--- START ---

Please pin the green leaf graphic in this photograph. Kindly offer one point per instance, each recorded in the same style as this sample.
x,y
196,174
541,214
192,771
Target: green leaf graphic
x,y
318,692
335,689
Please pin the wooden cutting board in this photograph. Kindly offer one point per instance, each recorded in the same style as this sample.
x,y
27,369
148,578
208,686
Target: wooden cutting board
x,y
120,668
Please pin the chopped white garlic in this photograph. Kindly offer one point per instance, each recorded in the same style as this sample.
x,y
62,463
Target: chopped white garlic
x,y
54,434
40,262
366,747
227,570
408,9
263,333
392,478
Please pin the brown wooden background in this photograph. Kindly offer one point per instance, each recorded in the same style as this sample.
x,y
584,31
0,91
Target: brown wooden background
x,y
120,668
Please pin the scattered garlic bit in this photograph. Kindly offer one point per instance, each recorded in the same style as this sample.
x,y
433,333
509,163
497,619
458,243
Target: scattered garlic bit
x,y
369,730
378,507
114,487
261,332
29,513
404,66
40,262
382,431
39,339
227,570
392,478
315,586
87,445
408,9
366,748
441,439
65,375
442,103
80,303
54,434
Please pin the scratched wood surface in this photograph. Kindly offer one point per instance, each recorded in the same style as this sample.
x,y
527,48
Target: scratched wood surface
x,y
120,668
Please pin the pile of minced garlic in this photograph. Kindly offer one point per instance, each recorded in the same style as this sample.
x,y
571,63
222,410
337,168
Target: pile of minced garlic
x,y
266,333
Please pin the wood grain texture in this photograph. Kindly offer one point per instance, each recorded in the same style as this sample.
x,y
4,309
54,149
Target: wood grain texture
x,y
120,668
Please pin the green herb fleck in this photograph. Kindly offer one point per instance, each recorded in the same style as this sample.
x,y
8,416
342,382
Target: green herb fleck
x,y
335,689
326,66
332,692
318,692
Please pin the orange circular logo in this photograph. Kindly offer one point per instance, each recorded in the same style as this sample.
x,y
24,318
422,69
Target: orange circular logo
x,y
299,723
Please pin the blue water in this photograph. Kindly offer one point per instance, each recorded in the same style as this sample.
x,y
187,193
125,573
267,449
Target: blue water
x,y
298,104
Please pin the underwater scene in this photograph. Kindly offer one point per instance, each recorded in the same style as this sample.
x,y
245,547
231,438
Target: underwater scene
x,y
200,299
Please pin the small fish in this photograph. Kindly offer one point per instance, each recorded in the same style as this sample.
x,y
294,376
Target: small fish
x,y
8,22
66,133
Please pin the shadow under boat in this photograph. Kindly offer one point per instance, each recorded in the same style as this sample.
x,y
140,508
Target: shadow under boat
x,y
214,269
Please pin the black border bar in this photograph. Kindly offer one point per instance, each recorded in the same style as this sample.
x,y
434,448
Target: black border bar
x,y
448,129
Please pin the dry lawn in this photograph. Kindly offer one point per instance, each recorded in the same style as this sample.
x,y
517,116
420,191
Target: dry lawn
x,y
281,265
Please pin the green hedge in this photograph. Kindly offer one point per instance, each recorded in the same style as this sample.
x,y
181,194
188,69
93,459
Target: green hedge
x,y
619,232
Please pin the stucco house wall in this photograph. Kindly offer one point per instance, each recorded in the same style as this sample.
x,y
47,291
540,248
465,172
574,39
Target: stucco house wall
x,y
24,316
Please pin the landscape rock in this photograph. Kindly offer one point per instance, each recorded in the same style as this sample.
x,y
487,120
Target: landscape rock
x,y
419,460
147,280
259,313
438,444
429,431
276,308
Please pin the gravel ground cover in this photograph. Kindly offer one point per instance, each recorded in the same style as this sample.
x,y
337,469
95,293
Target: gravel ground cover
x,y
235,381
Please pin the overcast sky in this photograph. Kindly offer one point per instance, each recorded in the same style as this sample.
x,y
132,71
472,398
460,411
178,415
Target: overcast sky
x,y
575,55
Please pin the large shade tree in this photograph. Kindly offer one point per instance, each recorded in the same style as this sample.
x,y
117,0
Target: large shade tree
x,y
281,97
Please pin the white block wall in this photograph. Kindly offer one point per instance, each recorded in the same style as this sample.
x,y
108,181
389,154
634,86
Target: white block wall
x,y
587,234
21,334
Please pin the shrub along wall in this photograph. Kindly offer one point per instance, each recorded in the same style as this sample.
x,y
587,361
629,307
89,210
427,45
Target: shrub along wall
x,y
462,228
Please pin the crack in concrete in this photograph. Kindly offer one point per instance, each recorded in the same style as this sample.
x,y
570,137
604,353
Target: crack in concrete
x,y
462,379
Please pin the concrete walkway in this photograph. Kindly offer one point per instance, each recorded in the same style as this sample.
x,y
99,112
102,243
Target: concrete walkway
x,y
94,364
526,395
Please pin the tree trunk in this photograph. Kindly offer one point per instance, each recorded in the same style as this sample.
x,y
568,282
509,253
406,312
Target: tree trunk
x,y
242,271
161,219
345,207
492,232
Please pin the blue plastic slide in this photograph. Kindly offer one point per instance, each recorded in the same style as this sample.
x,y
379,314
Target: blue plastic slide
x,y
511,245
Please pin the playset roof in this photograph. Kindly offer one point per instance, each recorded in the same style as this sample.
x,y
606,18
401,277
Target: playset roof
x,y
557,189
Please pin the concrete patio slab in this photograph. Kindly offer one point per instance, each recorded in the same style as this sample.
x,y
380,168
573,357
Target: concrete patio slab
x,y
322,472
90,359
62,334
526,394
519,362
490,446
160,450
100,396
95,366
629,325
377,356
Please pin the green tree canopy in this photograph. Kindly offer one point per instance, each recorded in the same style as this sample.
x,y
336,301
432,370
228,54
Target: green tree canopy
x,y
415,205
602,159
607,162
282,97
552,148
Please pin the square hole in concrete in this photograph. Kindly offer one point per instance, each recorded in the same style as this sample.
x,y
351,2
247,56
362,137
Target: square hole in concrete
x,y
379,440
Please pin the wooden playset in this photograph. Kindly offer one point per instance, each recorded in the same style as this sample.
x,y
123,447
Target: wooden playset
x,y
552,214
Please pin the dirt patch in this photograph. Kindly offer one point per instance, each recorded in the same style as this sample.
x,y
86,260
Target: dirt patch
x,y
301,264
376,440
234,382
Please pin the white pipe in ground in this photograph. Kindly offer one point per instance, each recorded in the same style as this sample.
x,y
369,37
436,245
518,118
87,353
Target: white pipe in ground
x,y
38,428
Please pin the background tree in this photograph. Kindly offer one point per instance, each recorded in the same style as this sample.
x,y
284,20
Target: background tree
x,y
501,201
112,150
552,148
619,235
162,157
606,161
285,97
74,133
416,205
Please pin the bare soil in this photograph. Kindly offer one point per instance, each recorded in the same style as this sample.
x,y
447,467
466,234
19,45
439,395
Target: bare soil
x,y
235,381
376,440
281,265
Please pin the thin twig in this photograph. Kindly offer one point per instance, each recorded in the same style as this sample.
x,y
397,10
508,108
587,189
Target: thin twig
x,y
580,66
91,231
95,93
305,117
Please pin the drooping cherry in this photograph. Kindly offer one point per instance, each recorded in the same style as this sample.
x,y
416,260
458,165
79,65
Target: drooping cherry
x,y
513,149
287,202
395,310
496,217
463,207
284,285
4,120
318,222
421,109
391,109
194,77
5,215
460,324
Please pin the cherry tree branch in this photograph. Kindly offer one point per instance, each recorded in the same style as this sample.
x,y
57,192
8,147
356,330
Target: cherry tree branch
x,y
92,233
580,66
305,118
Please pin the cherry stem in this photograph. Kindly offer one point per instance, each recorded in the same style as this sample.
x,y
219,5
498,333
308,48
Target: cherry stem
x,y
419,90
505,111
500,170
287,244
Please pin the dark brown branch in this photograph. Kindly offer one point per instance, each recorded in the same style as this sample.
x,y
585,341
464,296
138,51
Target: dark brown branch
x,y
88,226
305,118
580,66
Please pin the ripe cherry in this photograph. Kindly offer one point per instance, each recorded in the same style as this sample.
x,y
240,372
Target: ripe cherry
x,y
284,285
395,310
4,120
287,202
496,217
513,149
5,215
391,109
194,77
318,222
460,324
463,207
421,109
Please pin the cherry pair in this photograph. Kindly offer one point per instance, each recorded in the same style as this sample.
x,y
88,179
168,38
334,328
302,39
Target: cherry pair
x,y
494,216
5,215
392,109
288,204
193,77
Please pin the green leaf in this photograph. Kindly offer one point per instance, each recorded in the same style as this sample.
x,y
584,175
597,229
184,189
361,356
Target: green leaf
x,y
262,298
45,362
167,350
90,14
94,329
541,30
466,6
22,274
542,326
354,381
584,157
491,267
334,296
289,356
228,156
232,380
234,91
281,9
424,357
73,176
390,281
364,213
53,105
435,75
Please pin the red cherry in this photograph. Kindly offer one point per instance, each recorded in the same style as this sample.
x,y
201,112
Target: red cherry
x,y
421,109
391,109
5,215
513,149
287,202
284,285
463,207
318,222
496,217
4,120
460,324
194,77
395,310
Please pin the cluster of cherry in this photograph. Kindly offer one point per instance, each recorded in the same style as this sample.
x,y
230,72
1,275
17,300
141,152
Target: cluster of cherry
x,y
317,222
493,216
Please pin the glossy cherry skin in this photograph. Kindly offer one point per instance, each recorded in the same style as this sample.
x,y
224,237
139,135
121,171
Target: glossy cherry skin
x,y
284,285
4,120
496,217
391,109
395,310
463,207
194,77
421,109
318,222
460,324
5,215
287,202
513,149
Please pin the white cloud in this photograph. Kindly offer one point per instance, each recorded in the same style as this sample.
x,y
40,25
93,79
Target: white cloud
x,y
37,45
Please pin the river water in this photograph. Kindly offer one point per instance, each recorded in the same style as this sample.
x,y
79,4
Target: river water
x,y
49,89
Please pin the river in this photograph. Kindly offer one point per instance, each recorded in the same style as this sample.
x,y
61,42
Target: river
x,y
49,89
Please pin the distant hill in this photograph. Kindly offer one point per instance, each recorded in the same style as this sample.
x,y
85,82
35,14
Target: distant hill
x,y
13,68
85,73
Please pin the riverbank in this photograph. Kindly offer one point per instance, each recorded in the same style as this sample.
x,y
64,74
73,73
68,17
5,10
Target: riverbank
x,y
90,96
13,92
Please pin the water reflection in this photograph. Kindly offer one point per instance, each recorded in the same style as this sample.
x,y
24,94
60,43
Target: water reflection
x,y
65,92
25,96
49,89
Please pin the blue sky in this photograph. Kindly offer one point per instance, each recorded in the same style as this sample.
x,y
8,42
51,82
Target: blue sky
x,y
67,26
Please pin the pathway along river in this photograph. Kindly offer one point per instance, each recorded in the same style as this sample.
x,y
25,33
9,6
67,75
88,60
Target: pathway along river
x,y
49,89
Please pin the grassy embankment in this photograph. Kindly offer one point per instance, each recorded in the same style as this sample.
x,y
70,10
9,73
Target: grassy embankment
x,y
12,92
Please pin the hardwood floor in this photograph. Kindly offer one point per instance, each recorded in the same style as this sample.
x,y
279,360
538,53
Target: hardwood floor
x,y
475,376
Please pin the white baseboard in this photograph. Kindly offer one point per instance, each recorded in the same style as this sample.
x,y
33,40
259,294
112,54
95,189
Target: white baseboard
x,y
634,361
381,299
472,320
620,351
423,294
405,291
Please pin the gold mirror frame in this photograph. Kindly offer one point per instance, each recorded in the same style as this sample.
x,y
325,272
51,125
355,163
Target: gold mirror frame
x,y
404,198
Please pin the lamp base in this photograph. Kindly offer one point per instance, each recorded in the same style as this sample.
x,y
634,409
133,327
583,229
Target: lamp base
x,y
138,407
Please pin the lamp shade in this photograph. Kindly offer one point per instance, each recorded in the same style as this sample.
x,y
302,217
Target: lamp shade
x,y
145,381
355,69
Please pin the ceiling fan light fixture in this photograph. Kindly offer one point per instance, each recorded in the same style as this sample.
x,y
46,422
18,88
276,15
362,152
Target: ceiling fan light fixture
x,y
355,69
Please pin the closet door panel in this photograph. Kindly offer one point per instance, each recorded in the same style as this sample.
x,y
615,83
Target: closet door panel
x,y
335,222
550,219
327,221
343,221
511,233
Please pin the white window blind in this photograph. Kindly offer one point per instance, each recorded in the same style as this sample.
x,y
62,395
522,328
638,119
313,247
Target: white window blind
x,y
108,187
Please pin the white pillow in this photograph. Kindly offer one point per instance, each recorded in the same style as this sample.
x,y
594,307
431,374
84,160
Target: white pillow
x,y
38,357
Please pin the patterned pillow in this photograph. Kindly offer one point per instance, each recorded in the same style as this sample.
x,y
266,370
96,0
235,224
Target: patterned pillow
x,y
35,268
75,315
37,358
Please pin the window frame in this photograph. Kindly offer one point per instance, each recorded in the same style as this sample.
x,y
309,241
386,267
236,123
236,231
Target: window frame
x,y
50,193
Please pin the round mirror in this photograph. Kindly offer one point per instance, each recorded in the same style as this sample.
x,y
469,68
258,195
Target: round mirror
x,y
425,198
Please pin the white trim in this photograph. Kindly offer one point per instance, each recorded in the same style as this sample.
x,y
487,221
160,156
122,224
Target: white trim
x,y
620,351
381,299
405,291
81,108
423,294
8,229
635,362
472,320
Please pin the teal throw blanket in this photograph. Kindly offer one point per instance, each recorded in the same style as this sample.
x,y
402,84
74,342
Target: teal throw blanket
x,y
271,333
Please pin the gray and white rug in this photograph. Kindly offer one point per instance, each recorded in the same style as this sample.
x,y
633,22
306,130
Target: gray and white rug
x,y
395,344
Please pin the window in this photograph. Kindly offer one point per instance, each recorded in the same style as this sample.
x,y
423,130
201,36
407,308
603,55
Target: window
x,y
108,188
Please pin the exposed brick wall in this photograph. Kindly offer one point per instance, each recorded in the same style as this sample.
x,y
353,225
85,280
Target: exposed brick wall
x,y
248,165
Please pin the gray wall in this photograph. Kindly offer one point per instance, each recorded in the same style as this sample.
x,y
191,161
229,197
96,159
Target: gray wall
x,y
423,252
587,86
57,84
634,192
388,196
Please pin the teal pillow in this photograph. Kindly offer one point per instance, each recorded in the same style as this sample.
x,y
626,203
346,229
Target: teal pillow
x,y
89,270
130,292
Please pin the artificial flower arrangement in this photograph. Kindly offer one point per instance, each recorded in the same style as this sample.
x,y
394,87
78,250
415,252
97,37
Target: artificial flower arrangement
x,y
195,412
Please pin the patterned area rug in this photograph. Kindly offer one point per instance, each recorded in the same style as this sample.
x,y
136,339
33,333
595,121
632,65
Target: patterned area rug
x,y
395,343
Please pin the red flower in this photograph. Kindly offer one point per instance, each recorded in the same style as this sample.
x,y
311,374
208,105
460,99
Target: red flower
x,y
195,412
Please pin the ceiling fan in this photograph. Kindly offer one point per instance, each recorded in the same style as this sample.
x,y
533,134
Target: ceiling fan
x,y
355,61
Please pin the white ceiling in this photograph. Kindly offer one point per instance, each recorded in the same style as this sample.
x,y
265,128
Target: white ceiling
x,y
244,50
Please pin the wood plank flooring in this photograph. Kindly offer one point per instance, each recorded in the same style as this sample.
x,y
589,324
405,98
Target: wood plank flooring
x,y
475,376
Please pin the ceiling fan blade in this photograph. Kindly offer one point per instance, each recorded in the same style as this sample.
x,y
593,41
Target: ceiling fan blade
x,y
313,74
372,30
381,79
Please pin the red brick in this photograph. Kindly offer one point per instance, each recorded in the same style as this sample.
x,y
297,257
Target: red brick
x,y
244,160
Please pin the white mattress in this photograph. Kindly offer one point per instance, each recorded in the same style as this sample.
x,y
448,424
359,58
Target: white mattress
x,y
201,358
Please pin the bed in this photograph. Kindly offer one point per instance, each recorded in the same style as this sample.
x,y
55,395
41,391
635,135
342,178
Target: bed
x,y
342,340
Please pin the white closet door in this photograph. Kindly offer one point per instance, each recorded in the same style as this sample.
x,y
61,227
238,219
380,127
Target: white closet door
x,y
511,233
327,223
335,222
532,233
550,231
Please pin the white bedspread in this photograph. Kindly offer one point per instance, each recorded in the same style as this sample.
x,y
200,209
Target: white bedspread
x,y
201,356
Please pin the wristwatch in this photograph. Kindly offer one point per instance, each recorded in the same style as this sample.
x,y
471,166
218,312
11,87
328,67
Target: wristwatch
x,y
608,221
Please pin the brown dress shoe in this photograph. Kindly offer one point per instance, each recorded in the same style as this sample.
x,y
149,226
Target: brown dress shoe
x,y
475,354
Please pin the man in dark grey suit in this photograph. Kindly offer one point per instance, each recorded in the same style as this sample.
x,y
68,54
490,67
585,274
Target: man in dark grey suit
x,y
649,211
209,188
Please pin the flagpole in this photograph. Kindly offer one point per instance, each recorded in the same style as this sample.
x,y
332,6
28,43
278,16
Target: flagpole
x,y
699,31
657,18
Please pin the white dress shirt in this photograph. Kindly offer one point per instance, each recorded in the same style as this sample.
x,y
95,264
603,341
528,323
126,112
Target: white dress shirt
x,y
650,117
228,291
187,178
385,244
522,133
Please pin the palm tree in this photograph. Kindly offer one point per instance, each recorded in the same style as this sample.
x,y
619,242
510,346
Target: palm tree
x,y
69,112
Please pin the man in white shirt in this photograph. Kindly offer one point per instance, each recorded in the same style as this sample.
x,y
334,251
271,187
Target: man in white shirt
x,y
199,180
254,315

--- END ---

• WHAT IS NEEDED: From the line containing "Please pin the white bedspread" down to the last line, reproduce the records exactly. Include both ends.

• SOLUTION FOR THIS EXERCISE:
Please pin the white bedspread in this photograph. Kindly offer one point per instance, each recorded in the same style as this sample.
x,y
200,209
Target: white bedspread
x,y
201,356
Please pin the wristwatch in this photograph. Kindly offer one point per instance, each recorded in the same style as this sample.
x,y
471,166
218,312
11,87
328,67
Target: wristwatch
x,y
608,221
Please pin the brown dress shoe in this photograph. Kindly offer one point per instance, each recorded in the same style as this sample.
x,y
149,226
Target: brown dress shoe
x,y
475,354
Please pin the man in dark grey suit in this photograph. Kindly offer one point per instance, each recorded in the same style as this sample.
x,y
68,54
490,67
585,274
Target: man in dark grey suit
x,y
649,211
209,188
Please pin the flagpole in this photograph. Kindly offer one point per instance, each recorded in the same style as this sample.
x,y
332,6
28,43
278,16
Target: flagpole
x,y
699,31
657,18
Please pin the white dress shirt in this photograph. Kindly offer one point per instance, each recorded in the same style as this sample.
x,y
95,264
603,341
528,323
126,112
Target: white dress shirt
x,y
650,117
228,291
187,178
385,244
522,133
Please pin the palm tree in this photograph. Kindly offer one point per instance, each recorded in the same style as this sample.
x,y
619,242
510,346
Target: palm tree
x,y
69,112
Please pin the man in white shirt in this photograph. Kindly offer one point per instance, each recorded in the same style as this sample.
x,y
334,251
271,187
Target: man in white shirt
x,y
199,180
254,315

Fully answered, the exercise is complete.